> **TASKS TO COMPLETE**:
1. In the repair diary below, answer each question briefly:
(a) Which two parts was Keith's MGB missing, prompting the switch to an analog oil pressure gauge?
(b) What tool was used to get the brake pressure differential switch off the parts car?
(c) Where was the loose banjo bolt found?
2. Which parts does the repair diary below say were taken from the Phillips MGB parts car? List them all.

> **PASSAGE SHOWN**:
○ ○ ○ ○

Tuesday, December 2, 2014:
The new electronic copy of CMGC newsletter has arrived. Got it downloaded and parked on my hard drive, but the conversion to web site format will have to wait for more available time.
Early afternoon back to Phillips garage for final tune-up on Jim's MGB. Good news here, as it is running well and he drove it home. While there I spent considerable time removing the analog oil pressure gauge (and associated parts) from Phillips MGB parts car, these parts to be used to replace the electric oil pressure gauge on Keith's MGB. Also snatched the engine ground cable.
Early evening back to Keith's place. Install engine ground cable on Keith's MGB. Also plug the carburetor venturi ports (not currently used), fire it up and adjust the fuel mixture and throttle and choke linkage. Remove speedometer, tachometer and electric oil pressure gauge. Install analog oil pressure gauge. All this because the car was missing the oil pressure transducer (very expensive) and the transducer bracket (unavailable part). I must have knocked an extra wire loose around the ignition switch (or maybe the tachometer), because there is now no power to the ignition coil (although there is power to to white wire on the fuse block). Install temporary jumper wire from fuse block to ignition coil, and it runs. And the analog oil pressure gauge works like a charm.
Next we attacked the malfunctioning brake balance switch, which was stuck in the actuated position. Bit of a messy job, disconnect five brake pipes, remove one mounting bolt, take the part to the work bench to open it up and extract the shuttle spool and clean it up. With the shuttle spool free to move, reassemble it all to the car, install brake fluid, bleed the balance switch assembly, and the brakes work. Unfortunately we now have a gross fluid leak from the copper washer for end cap on the balance valve. Bummer. Will have to wait for another day, as it was approaching midnight and time for a snooze.
Wednesday, December 3, 2014:
Got some of the CMGC newsletter converted to web pages. Then another quick shot at Phillip's MGB parts car to retrieve the brake pressure differential switch. That's what I'm after. Five minutes work with Vice-Grip, and I get the trophy.
Then back to Keith's place with the goal of drive around the block tonight. Disassemble and clean the replacement brake differential pressure switch, reassemble and install it on the car.
Bleeding brakes is easy. Bleeding clutch is a problem. Soon find brake fluid dripping into the driver side foot well. Time required to remove the master cylinder cover, then find a loose banjo bolt on rear end of the clutch master cylinder. Tighten banjo bolt, refill reservoir, bleed clutch, and it works. Woohoo! Time for the test drive. First time this car has moved under its own power since Keith's grandfather bought it and began the restoration. I think it was eight years, but have to ask again.

○ ○ ○ ○

> **RECORDS**:
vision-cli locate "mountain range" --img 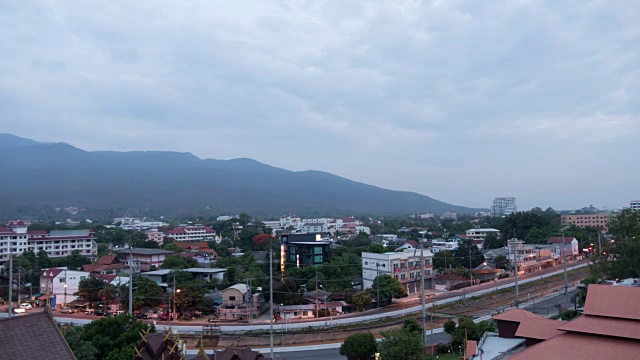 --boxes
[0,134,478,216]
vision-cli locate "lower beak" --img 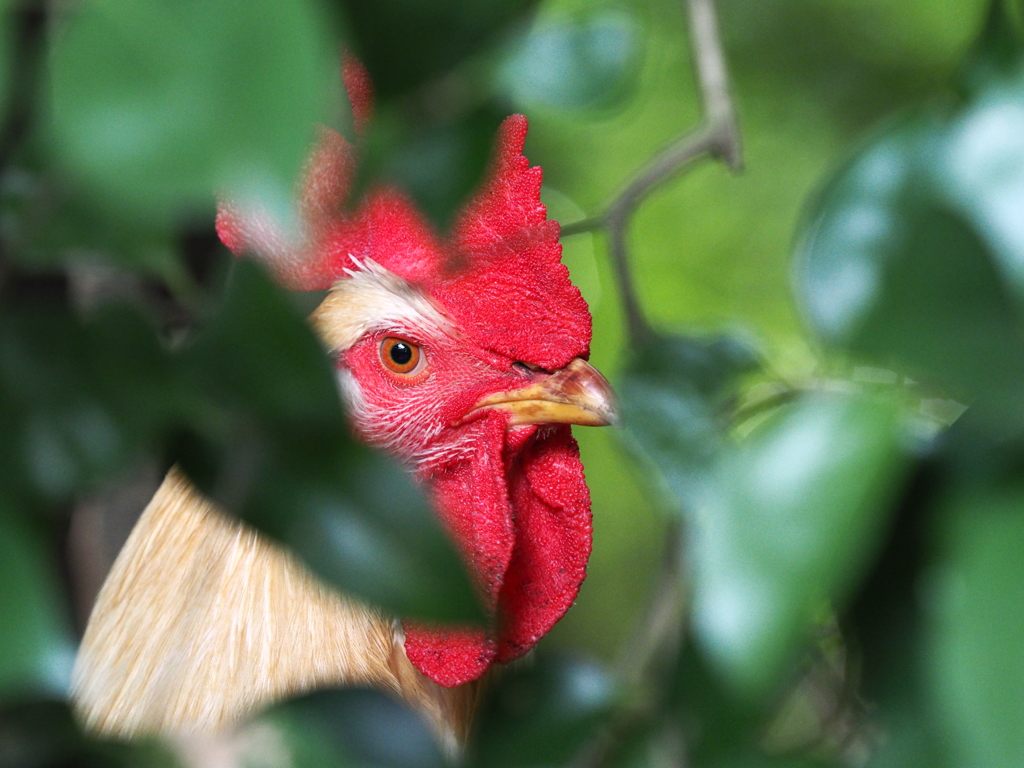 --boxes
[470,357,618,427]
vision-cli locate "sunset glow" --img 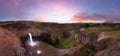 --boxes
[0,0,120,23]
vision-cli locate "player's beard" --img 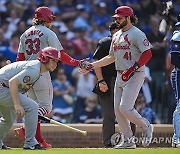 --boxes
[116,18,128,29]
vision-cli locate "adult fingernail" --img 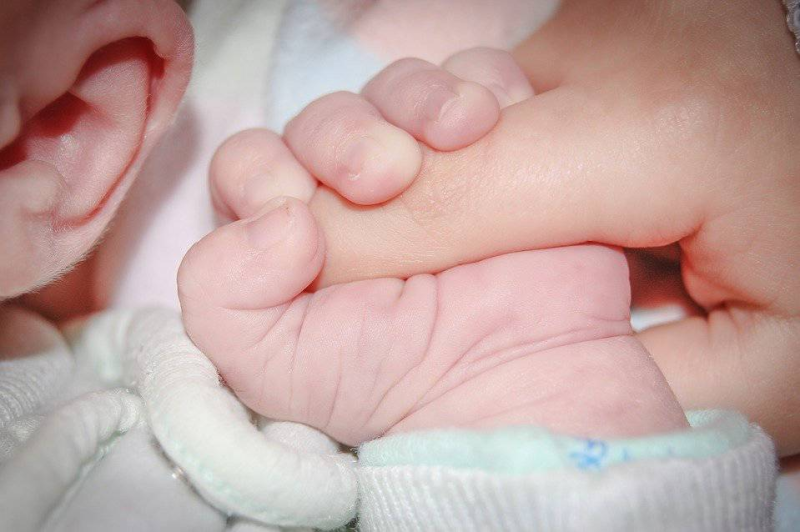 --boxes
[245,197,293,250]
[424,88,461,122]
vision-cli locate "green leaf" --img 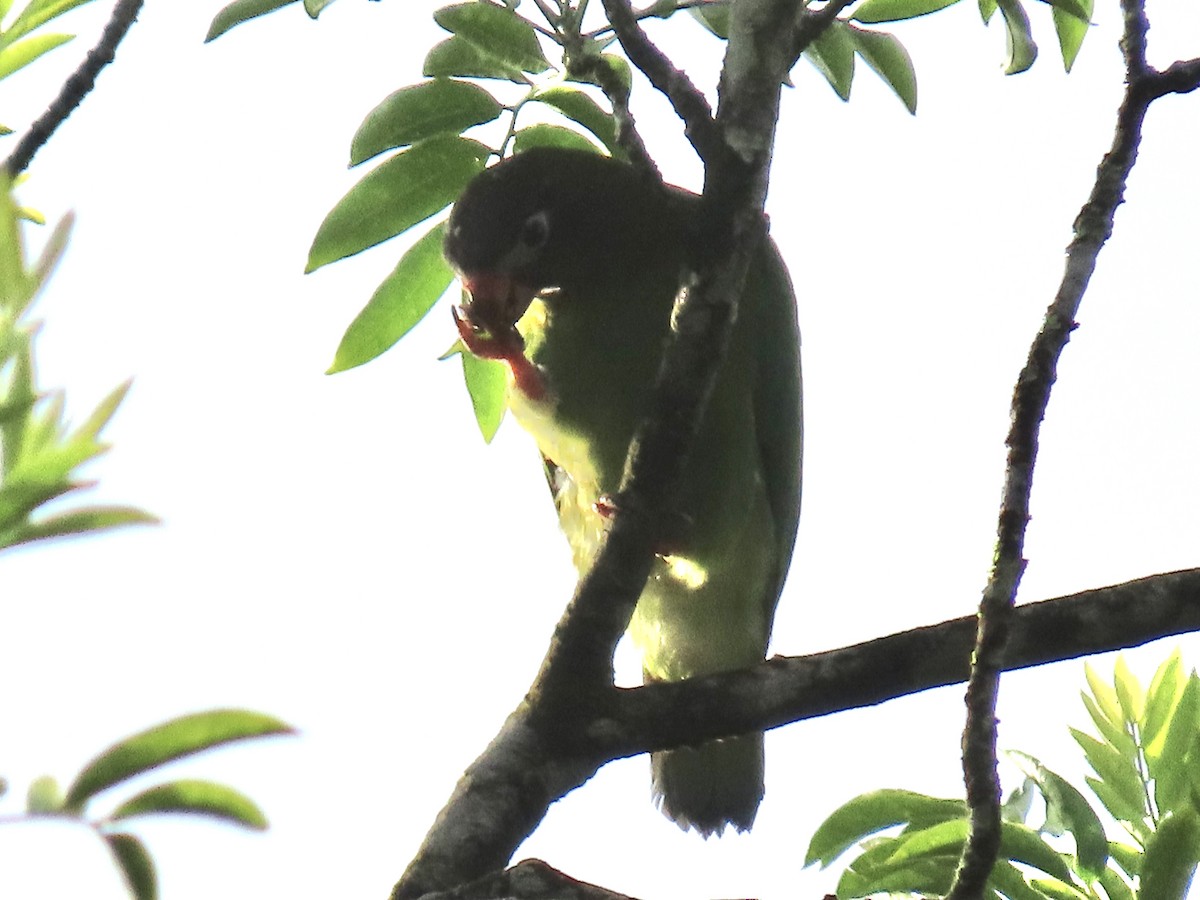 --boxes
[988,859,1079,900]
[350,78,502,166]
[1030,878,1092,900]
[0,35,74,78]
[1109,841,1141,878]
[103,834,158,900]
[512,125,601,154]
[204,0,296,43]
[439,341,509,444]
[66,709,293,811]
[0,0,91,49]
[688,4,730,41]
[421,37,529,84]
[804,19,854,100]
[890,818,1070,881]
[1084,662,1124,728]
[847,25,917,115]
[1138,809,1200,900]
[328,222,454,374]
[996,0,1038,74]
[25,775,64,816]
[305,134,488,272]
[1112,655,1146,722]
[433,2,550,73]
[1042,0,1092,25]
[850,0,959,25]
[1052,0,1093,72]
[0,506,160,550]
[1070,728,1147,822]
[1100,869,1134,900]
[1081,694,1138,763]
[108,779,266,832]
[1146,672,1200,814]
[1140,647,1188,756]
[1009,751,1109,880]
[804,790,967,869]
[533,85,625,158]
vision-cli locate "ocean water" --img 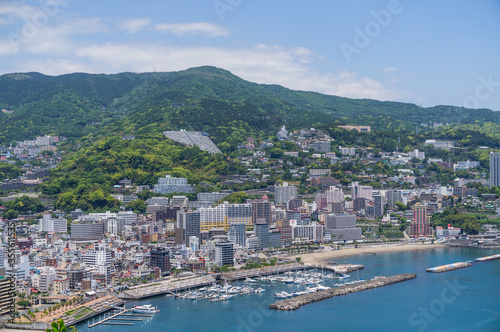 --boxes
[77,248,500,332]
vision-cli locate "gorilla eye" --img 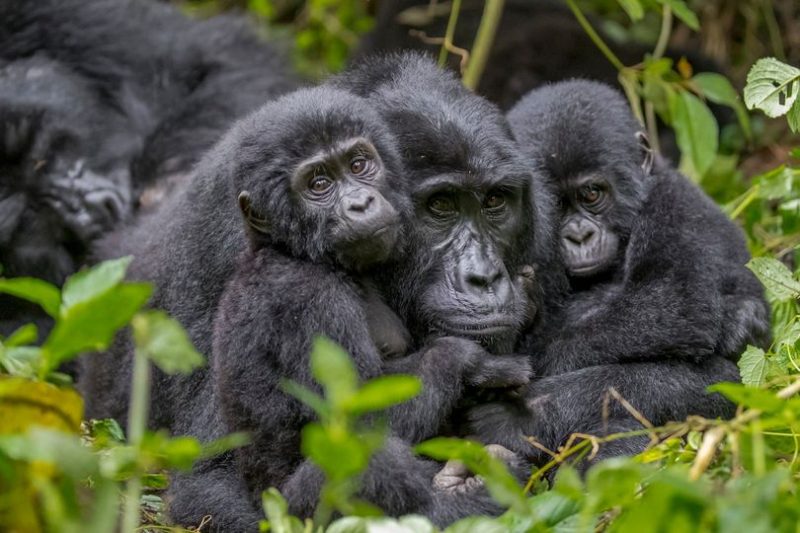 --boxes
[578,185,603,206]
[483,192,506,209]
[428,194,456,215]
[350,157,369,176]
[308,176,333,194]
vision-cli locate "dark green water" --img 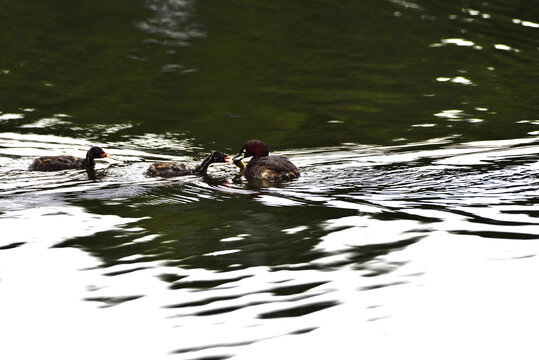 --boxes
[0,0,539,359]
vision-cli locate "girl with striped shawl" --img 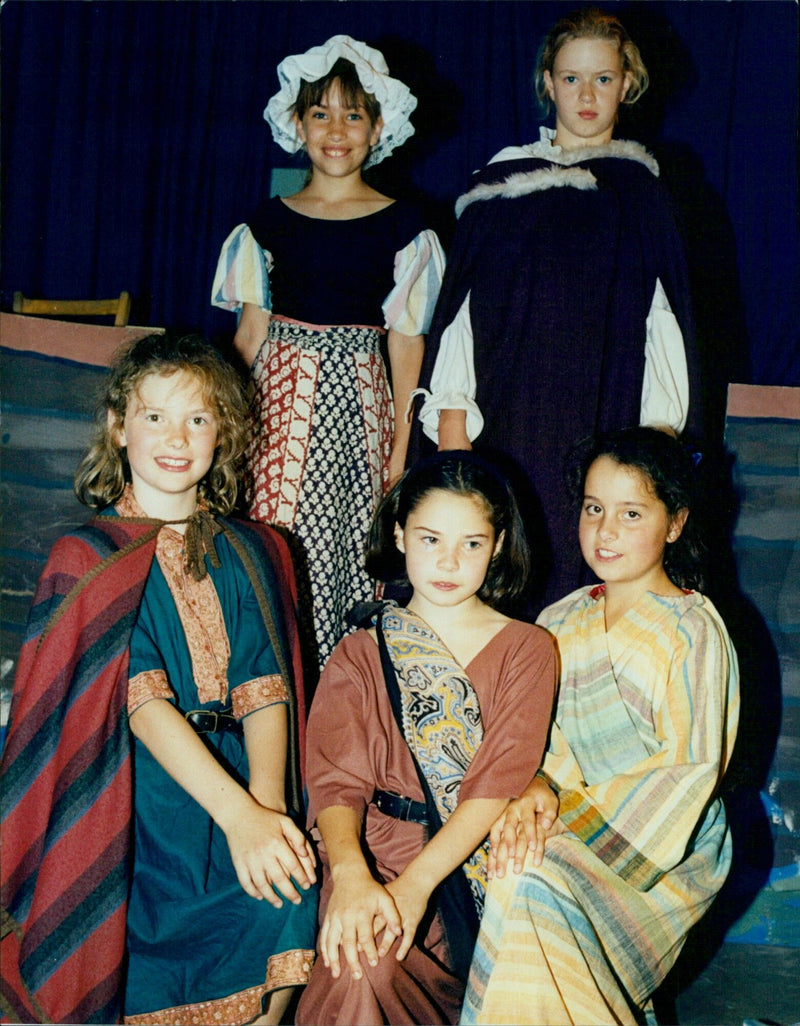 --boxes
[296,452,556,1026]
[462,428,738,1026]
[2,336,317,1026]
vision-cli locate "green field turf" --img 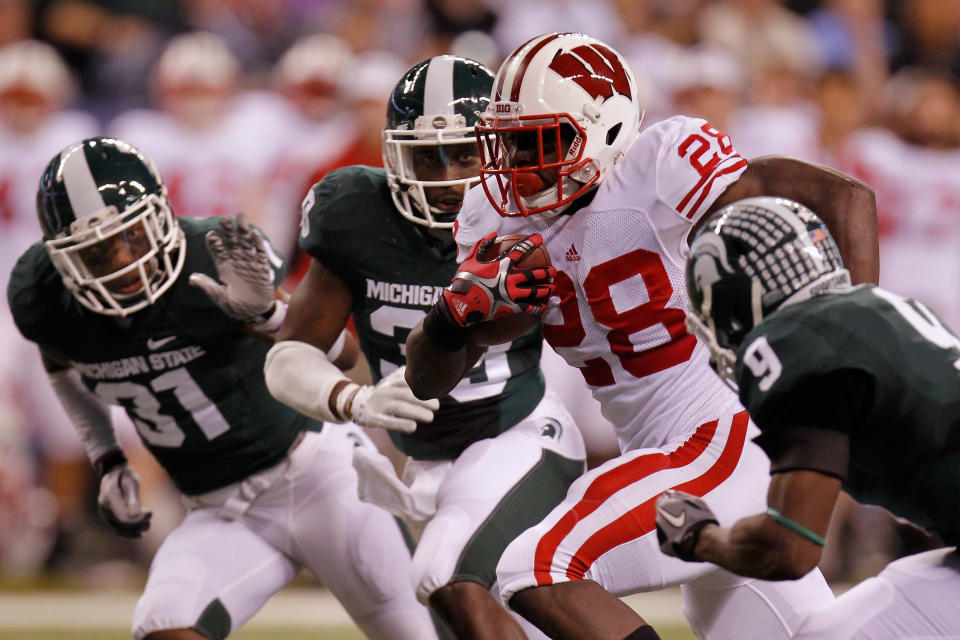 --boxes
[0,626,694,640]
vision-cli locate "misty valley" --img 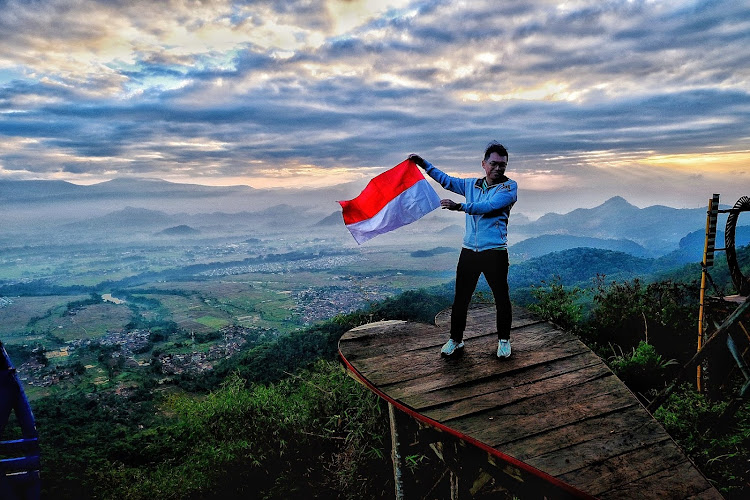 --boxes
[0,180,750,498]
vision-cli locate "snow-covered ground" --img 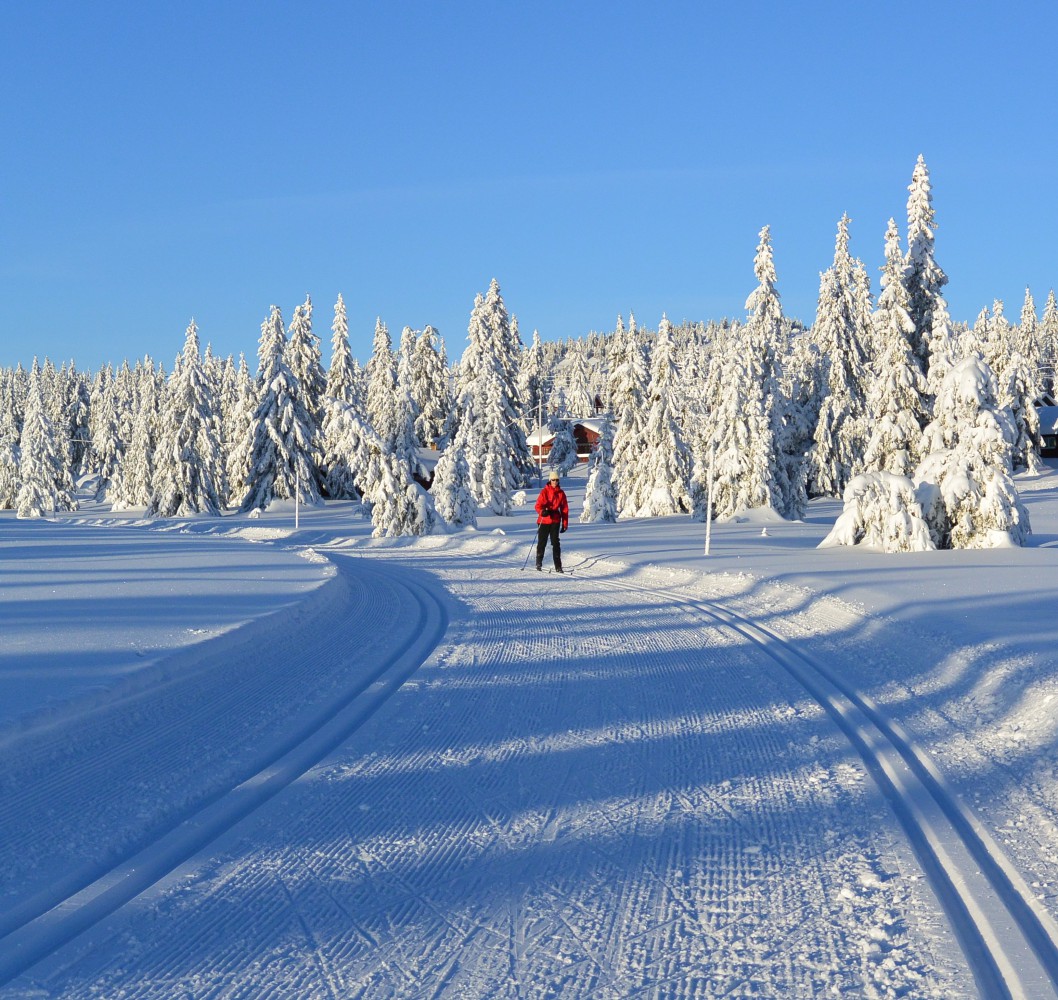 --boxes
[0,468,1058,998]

○ ○ ○ ○

> **RESULTS OF THE EXERCISE**:
1.
(a) The oil pressure transducer and the transducer bracket.
(b) A Vice-Grip.
(c) On the rear end of the clutch master cylinder.

2.
- The analog oil pressure gauge and its associated parts
- The engine ground cable
- The brake pressure differential switch